== Your instructions ==
Count the lines below that contain the string "Target" with matching case, and reply with only the number.

== Listed entries ==

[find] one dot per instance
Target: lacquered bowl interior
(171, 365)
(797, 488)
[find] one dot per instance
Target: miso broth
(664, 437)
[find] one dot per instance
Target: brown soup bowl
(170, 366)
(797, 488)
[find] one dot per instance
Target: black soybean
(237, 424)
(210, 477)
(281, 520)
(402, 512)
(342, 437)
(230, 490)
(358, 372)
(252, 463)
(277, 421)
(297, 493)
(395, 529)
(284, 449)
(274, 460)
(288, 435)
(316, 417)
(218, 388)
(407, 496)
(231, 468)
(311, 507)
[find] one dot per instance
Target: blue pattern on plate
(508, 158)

==

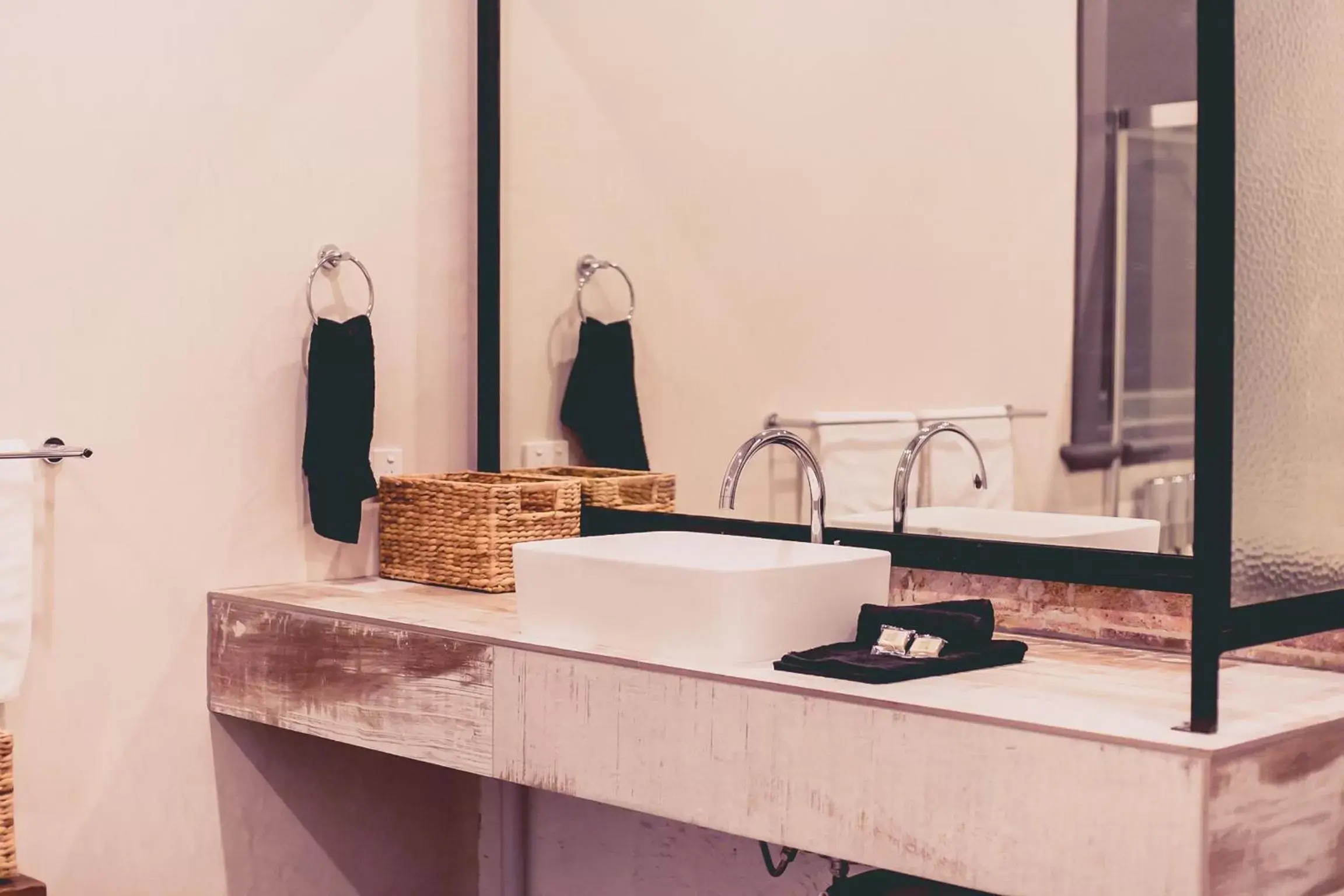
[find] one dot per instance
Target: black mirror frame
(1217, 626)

== Reply ==
6